**EXTRACT**
Disco became very popular in the mid-1970s. I adored George McRae’s “Rock Your Baby,” and hated most of the rest of it. It seemed to me that it was all about the insistent rhythm, in the least interesting way imaginable. THUD! THUD! THUD! THUD! It occurred to me that those who enjoyed dancing to it might not even notice if everyone but the bass player and drummer went out for a malted milk or something.

Around this time, I reconnected with the young woman I’d taken to see The Who support (as in play second on the bill to) Herman’s Hermits (I’m not making this up) at the Anaheim Convention Center late in the summer of 1967. In the eight years I hadn’t seen her, she’d become arty and fashionable, and had come to have many gay friends. She mentioned that she was going to be hosting a big holiday party, and needed a band. I told her I could put one together. My idea was to hire a bass player, with whom I, on drums, would go, “THUD! THUD! THUD! THUD!” all night. Because it would be wonderfully…conceptual, Barbara’s gay friends, with their distinctive puckish sense of humor, would surely be greatly amused.

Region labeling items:

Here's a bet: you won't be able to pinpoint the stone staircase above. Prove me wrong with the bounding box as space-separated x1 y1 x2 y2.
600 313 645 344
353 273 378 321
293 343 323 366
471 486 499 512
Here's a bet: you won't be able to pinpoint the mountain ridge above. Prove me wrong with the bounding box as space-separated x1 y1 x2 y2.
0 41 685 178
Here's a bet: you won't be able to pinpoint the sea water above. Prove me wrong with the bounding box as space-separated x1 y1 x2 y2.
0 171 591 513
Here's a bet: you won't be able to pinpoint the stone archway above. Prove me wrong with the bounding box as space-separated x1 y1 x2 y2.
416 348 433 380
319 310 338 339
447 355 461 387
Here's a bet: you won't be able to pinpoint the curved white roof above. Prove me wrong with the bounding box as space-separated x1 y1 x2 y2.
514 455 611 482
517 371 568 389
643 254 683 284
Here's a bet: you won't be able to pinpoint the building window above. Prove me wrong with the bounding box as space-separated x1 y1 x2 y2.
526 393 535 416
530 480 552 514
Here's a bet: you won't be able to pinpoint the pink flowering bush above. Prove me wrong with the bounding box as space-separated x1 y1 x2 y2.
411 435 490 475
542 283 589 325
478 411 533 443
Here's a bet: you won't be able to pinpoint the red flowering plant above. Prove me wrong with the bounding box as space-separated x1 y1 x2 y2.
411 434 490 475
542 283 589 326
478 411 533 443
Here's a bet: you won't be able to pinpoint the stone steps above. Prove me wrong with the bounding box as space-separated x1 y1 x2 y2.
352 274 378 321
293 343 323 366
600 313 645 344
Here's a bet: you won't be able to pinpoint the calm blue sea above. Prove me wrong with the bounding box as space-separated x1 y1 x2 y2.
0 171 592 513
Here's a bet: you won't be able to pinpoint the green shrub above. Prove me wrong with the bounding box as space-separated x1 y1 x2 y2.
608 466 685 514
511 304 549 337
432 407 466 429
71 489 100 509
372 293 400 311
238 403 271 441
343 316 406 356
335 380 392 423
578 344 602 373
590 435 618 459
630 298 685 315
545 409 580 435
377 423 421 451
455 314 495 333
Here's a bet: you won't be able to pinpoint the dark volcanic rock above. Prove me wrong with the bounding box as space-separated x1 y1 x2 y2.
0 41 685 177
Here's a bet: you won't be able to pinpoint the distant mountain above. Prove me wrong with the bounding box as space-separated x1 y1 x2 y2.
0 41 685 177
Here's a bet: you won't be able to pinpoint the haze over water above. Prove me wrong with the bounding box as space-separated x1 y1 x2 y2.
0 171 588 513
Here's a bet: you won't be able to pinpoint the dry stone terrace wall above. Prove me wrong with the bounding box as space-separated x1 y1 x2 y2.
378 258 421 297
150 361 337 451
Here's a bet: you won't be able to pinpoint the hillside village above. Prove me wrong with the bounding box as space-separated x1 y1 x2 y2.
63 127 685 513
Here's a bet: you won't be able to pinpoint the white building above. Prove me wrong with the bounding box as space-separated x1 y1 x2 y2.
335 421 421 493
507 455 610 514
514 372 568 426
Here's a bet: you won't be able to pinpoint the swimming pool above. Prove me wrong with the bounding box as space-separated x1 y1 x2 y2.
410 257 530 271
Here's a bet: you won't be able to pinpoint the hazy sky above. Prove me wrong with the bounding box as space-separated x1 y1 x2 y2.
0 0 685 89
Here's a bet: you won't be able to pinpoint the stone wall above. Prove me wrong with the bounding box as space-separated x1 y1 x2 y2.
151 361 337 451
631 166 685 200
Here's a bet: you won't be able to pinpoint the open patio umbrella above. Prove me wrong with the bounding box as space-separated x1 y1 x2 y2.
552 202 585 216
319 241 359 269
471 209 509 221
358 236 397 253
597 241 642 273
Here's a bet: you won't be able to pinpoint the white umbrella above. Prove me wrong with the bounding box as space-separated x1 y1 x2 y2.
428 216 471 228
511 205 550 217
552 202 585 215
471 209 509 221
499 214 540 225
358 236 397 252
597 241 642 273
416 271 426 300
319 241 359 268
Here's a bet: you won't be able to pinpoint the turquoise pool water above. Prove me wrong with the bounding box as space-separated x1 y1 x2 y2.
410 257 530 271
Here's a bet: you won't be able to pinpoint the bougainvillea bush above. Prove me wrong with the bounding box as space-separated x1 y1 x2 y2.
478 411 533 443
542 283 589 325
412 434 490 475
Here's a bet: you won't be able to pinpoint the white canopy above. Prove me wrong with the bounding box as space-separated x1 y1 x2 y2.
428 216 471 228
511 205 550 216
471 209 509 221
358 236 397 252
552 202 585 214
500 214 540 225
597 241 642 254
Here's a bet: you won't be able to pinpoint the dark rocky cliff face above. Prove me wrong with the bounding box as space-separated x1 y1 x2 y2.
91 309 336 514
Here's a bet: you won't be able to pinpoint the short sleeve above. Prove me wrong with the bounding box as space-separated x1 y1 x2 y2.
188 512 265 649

**GOAL 1**
Answer these about the disco passage above:
(a) Which song did the writer adore?
(b) Where and when did The Who play second on the bill to Herman's Hermits?
(c) Which instrument did the writer plan to play at the holiday party?
**GOAL 2**
Can you carry on the disco passage above from the point where it stops?

**RESULT 1**
(a) George McRae's "Rock Your Baby."
(b) At the Anaheim Convention Center, late in the summer of 1967.
(c) Drums.

**RESULT 2**
For reasons not remembered by me, she wound up not having the party, and you will notice that I am alive to recount the story. Looking back, I think there would have been a pretty good chance of my, and probably the bass player’s, being tarred and feathered by those we’d been hired to get dancing. My intuition is that tar and feathers applied by an indignant gay mob is probably no less difficult to get off than that applied by the Ku Klux Klan, for instance.

Somebody up there likes me. Once every few decades.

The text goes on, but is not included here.